WHAT YOU SHOULD DO: Edit the rows below so that every "thickest part" becomes "widest part", leaving everything else unchanged.

────────────────────────────────────────

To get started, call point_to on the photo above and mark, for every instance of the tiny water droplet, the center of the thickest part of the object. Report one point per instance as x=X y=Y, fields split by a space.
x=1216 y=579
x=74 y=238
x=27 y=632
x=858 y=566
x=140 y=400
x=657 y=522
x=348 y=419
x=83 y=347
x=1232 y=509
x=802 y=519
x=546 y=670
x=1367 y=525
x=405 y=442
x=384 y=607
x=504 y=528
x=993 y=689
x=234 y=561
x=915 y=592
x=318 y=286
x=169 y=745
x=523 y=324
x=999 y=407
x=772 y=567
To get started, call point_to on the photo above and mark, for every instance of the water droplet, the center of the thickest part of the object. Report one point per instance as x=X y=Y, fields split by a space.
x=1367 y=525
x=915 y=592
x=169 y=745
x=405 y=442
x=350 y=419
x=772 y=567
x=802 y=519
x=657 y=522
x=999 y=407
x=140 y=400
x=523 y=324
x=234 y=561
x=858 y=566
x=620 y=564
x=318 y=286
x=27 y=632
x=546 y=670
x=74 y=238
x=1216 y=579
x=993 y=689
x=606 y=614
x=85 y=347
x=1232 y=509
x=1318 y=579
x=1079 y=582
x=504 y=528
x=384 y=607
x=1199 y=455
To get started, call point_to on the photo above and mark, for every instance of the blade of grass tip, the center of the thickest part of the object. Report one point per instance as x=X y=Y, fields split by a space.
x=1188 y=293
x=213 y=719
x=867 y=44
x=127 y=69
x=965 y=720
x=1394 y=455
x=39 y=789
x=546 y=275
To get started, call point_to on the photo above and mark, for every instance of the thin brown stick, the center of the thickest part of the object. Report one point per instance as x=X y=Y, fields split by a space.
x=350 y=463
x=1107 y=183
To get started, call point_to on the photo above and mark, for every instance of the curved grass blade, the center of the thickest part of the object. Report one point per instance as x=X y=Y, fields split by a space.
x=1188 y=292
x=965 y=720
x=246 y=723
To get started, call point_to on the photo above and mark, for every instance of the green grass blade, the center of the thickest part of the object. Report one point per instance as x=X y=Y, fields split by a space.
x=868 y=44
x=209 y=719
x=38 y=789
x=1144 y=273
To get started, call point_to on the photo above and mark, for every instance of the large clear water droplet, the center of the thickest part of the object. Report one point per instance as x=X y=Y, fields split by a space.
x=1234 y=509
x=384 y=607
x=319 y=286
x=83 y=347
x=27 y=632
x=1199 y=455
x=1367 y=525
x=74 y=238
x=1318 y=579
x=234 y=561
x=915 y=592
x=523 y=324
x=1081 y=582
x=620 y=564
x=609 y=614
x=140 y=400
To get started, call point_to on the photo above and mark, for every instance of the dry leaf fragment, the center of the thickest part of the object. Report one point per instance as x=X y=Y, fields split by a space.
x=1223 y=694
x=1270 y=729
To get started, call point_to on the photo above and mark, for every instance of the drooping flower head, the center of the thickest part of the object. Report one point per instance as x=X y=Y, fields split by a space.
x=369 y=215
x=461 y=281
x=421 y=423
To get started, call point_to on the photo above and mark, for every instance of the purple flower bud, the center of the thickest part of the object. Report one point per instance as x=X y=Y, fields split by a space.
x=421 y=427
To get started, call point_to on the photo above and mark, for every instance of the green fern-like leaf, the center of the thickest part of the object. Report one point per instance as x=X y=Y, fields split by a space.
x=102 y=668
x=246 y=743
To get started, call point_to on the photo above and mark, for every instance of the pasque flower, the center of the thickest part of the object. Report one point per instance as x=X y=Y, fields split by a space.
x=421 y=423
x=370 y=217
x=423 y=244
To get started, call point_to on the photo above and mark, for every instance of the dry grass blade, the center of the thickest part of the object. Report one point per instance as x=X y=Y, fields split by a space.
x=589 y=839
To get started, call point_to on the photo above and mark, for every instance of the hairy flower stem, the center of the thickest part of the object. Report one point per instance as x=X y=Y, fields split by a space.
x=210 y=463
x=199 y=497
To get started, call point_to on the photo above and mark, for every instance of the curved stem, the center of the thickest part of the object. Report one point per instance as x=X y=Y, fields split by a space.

────────────────────────────────────────

RESPONSE TO THIS EXERCISE:
To get started, call point_to on the photo above and mark, for every instance of the tiny water droplet, the center of the widest part of the object. Report one point per instance as x=X y=Y, fields split by a space.
x=1216 y=579
x=74 y=238
x=27 y=632
x=858 y=566
x=140 y=400
x=657 y=522
x=348 y=419
x=83 y=347
x=1232 y=509
x=802 y=519
x=546 y=670
x=1367 y=525
x=405 y=442
x=384 y=607
x=504 y=528
x=993 y=689
x=234 y=561
x=915 y=592
x=318 y=286
x=169 y=745
x=523 y=324
x=999 y=407
x=772 y=567
To get started, call point_to on the photo above and mark, for every instance of the water droplet, the center of the widest part of the object. Report one point per instance as x=X y=Y, fields split by a space.
x=1367 y=525
x=915 y=592
x=169 y=745
x=405 y=442
x=350 y=419
x=772 y=567
x=802 y=519
x=657 y=522
x=999 y=407
x=140 y=400
x=523 y=324
x=234 y=561
x=858 y=566
x=620 y=564
x=318 y=286
x=27 y=632
x=546 y=670
x=74 y=238
x=1216 y=579
x=993 y=689
x=606 y=614
x=85 y=347
x=1232 y=509
x=1318 y=579
x=1079 y=582
x=504 y=528
x=384 y=607
x=1199 y=455
To get started, call point_to on the photo above and mark, for every instance of the blade of grass tip, the center of the widest part of the object. Report one point per instance as x=X y=Y, fields split by a space.
x=1188 y=293
x=213 y=719
x=867 y=44
x=127 y=69
x=965 y=720
x=1394 y=455
x=39 y=789
x=546 y=275
To get started, call point_to on the photo above and mark, for every instance of the thin brown stick, the center of the widest part of the object. Report one point per instance as x=X y=Y, fields split by a space.
x=350 y=463
x=1107 y=183
To get started, call point_to on the photo above and mark, for every instance of the curved grass blade, the center of the widest part of the object. Report one point per instance as x=X y=Y, fields split by a space.
x=1188 y=292
x=965 y=720
x=246 y=723
To get started, call point_to on the photo above and mark, for every instance of the green grass blade, the center of the widest part of the object. Report one point per instance as x=X y=Y, fields split by a space.
x=868 y=44
x=209 y=719
x=38 y=789
x=1144 y=273
To get started, call point_to on the photo above and mark, for every instance of the large clear water droplet, the center of the widest part of the object. Report one point per instance as x=X y=Y, fields split by a space.
x=1234 y=509
x=384 y=607
x=319 y=286
x=83 y=347
x=27 y=632
x=1199 y=455
x=1367 y=525
x=74 y=238
x=1318 y=579
x=234 y=561
x=915 y=592
x=523 y=324
x=1081 y=582
x=620 y=564
x=609 y=614
x=140 y=400
To get started, call point_to on the photo above and mark, for every instance of the dry leaf fragment, the center of the widest part of the object. Report one point per instance as x=X y=Y, fields split by a space.
x=1223 y=694
x=1270 y=729
To get started, call point_to on the photo above and mark, for every instance of the drooping flower head, the center of the widest part of the object. Report one point per instance as x=X y=Y, fields split by a space.
x=369 y=215
x=461 y=281
x=421 y=423
To get started, call point_to on the photo above and mark, for every instance of the purple flower bud, the center of the widest part of the object. Report one point per instance as x=X y=Y, fields split by a space.
x=421 y=427
To get started, call point_to on the photo above and mark, for every instance of the green fern-like leaf, the center of the widest part of the object. Report one point per instance as x=X y=Y, fields split by a space.
x=102 y=668
x=246 y=743
To get started, call point_to on the photo above and mark, for every instance of the pasque flower, the center of the widest part of the object. Report one point per instance as x=X y=Y, fields split by a space.
x=421 y=423
x=370 y=217
x=423 y=244
To get started, call point_to on the photo above and mark, for every instance of the dry grass blade, the center of the widest part of the object. Report one point per instance as x=X y=Y, fields split by a space.
x=589 y=839
To get started, call point_to on the photo above and mark, for every instance of the hairy flower stem, the center of the widest part of the object. Report one point per instance as x=X y=Y, fields split by a space.
x=210 y=463
x=199 y=497
To get started, call point_to on the photo above and mark, for every instance of the curved stem, the center of the widest part of the object. Report one point per instance as x=X y=Y, fields split by a space.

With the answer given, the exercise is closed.